--- begin RECORDS SHOWN ---

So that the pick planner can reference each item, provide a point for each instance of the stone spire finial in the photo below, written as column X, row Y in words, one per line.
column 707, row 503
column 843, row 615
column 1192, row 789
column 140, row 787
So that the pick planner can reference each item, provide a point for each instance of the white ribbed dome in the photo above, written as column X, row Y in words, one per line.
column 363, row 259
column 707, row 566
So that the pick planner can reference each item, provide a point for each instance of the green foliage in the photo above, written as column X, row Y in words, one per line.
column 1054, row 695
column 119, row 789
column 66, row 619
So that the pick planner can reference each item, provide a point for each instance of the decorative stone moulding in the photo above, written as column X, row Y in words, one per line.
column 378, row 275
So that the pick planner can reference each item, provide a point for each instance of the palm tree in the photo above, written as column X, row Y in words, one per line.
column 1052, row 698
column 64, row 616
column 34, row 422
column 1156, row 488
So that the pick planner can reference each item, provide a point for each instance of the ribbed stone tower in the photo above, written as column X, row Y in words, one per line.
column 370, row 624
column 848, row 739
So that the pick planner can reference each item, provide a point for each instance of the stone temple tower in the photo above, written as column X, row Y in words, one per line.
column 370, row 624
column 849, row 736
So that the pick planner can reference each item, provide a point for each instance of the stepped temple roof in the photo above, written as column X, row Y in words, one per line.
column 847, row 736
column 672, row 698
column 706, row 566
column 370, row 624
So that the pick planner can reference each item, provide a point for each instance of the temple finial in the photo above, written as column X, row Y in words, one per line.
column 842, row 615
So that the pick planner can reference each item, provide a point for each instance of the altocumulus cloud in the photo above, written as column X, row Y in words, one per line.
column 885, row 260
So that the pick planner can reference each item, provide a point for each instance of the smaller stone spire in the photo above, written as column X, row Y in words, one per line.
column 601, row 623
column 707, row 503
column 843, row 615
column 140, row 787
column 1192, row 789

--- end RECORDS SHOWN ---

* GIVEN TASK: Please swap "pick planner" for "grasp planner" throughout the listing above and write out every line again, leaving everything else unchanged.

* WRITTEN SOLUTION:
So that the grasp planner can reference each item, provide a point for each instance of the stone spire finial in the photo below, written as column X, row Y in words, one per line.
column 707, row 503
column 843, row 615
column 1192, row 789
column 140, row 787
So that the grasp planner can reference each item, provide a point for each instance of the white ribbed dome in the photo above, written as column X, row Y in words, one per line.
column 363, row 259
column 707, row 566
So that the grasp planner can reference each item, provide a point for each instance of the green foliage in the photo above, written as column X, row Y in words, one per line.
column 1054, row 695
column 119, row 789
column 66, row 619
So that the grasp planner can reference each item, provide a point for each instance of the decorative stone moulding in the photo above, written as column X, row Y in words, one per line.
column 378, row 275
So that the grasp planner can reference each item, provide a point for each instance of the palm tree in the photo above, written as column X, row Y in words, one per line.
column 1052, row 698
column 64, row 616
column 34, row 422
column 1156, row 488
So that the grasp planner can reference each item, provide a point for each instance of the ribbed stone tower in the photo above, written as column X, row Y in words, one per line.
column 370, row 624
column 848, row 739
So that the grasp planner can reference each item, provide a point for each instance of the stone temple tower in the photo above, written as column X, row Y in words, one per line.
column 370, row 624
column 849, row 736
So that the grasp planner can reference each item, provide a point for each instance of the stepped temple roof in the photo above, written as column X, row Y in words, one per line.
column 847, row 736
column 672, row 698
column 706, row 566
column 370, row 624
So that the grasp planner can reference each item, provide a point for each instance of the temple finial in the photo above, written as column X, row Y in words, one per line.
column 842, row 615
So that the grasp planner can reference each item, provide a point for each instance of the altocumulus cloud in the photo above, written as column X, row Y in words, one per line.
column 885, row 260
So that the grasp planner can reference each item, provide a point for each instance of the smaller stone spire in the photo above, written as column X, row Y in words, one per line.
column 601, row 623
column 707, row 503
column 843, row 615
column 140, row 787
column 1192, row 789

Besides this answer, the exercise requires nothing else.